== What is being asked ==
In the records below, find the line containing "For every instance of the row" and restate it and all lines after it exactly, through the last line.

== Source data ==
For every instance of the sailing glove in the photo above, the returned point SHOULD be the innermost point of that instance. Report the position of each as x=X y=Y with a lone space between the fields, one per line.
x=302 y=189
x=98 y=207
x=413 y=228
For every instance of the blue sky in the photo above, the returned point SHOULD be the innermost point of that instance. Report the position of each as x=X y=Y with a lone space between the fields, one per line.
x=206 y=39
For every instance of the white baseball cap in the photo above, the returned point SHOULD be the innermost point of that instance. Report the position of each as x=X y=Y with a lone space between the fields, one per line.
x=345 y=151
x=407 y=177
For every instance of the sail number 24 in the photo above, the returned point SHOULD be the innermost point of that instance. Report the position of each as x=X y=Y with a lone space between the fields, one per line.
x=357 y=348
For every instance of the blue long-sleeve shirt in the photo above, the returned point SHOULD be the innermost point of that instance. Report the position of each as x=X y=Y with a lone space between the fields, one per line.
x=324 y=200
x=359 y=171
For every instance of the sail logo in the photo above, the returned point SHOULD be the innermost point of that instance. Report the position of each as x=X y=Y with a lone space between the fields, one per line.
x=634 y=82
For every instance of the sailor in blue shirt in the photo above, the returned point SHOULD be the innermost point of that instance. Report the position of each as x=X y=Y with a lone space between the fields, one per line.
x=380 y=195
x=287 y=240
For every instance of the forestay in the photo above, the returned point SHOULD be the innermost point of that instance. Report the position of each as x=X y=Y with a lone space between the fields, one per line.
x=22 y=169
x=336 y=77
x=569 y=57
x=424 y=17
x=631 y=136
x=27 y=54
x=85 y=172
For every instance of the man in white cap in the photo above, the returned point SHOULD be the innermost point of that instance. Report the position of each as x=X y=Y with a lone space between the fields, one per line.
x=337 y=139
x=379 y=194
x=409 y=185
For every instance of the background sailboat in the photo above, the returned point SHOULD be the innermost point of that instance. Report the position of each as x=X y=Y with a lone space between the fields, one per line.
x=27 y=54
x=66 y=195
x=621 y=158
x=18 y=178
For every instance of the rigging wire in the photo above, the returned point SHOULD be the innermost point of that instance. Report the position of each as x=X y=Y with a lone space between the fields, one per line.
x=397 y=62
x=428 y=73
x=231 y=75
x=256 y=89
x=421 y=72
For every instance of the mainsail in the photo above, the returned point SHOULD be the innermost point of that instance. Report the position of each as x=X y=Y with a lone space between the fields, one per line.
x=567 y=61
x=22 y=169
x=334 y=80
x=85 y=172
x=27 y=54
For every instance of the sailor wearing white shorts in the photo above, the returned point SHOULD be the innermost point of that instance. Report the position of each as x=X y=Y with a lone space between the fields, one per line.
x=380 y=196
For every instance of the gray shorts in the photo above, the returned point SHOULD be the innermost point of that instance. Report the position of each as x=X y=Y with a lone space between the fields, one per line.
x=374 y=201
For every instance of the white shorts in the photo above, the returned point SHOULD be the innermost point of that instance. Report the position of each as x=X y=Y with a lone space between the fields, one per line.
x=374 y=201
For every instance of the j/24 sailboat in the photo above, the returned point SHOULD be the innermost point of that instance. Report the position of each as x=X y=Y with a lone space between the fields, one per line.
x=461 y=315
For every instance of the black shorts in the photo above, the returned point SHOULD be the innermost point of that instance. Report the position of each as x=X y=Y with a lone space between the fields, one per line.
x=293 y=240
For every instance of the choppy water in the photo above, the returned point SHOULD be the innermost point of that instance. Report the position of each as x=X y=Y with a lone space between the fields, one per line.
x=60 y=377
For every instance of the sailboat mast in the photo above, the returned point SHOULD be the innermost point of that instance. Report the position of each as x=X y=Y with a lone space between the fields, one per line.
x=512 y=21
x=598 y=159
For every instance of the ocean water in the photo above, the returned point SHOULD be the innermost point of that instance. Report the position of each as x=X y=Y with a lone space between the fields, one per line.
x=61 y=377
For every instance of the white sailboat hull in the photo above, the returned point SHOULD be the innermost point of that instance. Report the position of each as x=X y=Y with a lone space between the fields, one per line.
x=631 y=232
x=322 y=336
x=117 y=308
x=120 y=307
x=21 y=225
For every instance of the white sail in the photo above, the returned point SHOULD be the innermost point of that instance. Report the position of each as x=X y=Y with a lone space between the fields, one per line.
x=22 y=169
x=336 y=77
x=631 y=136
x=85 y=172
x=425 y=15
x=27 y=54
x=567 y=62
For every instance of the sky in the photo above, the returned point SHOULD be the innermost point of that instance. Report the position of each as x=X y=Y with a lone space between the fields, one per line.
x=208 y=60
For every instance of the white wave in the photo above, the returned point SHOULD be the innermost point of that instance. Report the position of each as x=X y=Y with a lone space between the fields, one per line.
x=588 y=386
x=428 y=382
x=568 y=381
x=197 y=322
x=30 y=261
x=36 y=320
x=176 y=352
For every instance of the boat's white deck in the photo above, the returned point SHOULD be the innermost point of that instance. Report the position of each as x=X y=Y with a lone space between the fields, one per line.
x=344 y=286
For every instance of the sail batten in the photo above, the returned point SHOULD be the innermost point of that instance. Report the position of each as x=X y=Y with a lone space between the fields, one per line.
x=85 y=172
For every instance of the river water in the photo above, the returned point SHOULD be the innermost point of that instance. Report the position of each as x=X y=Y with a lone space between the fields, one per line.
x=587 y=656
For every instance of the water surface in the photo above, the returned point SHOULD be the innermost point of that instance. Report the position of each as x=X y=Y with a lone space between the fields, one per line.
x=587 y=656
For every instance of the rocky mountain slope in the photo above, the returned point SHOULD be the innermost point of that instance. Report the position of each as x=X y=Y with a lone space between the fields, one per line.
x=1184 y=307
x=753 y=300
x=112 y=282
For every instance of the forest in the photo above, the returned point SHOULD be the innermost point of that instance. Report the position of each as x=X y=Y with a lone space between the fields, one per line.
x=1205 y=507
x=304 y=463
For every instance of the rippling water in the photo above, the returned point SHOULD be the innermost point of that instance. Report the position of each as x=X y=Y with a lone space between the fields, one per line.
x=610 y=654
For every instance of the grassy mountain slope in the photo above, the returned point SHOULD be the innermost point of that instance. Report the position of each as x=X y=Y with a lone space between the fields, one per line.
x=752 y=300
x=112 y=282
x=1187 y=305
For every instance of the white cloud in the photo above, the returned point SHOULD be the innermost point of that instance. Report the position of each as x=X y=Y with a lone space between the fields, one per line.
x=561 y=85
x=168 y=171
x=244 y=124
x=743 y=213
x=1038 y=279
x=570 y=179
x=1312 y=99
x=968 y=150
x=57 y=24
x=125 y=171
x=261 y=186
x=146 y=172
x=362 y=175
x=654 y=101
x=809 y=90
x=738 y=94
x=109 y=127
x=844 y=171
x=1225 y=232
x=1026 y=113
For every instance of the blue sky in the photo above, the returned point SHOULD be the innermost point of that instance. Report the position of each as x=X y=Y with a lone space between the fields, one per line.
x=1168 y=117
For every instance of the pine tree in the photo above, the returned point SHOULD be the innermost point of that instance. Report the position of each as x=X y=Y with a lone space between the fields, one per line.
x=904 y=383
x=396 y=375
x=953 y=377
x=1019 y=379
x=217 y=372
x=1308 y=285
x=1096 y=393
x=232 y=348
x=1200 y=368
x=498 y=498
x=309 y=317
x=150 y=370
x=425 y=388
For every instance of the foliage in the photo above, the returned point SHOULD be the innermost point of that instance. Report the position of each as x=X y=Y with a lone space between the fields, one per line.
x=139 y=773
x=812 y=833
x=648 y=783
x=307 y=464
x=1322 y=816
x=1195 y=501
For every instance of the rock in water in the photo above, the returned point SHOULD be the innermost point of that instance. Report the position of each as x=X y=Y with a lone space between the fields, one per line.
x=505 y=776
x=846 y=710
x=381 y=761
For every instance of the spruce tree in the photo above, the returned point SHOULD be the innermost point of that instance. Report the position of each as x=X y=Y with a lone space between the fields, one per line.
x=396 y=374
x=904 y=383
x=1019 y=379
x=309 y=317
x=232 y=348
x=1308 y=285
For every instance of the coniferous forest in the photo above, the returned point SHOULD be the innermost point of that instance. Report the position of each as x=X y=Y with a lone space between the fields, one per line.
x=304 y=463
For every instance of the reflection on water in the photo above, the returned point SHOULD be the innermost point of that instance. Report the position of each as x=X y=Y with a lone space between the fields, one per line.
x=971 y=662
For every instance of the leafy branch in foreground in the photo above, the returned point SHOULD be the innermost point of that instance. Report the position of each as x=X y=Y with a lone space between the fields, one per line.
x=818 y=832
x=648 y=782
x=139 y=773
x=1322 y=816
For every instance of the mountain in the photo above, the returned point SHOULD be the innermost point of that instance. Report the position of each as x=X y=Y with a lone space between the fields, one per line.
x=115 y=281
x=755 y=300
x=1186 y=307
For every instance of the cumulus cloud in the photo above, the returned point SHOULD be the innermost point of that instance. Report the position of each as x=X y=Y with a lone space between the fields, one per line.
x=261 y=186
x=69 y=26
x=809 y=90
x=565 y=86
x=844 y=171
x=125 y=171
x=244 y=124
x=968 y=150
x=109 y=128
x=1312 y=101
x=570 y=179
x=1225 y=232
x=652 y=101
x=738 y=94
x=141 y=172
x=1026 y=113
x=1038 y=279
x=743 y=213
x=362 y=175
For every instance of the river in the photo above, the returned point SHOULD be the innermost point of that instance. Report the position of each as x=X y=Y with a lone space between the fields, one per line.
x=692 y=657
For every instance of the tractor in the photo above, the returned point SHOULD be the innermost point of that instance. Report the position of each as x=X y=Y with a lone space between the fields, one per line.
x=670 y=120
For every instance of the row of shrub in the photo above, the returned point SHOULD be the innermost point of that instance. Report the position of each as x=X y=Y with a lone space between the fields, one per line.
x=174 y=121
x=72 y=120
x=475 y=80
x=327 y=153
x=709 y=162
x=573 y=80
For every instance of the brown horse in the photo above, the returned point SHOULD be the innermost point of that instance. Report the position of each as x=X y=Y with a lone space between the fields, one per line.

== Output of the exercise ==
For every instance of the row of shrub in the photo above, the returned point SHOULD be the innermost point of that instance. Report the position of each as x=X y=Y with a lone space between the fields, one per line.
x=174 y=121
x=72 y=120
x=475 y=80
x=327 y=153
x=709 y=162
x=573 y=80
For every instance of the brown horse in the photo above, the returned point SHOULD be the innermost point of that instance. Report the position of each as x=X y=Y with a lone space between the fields, one per line.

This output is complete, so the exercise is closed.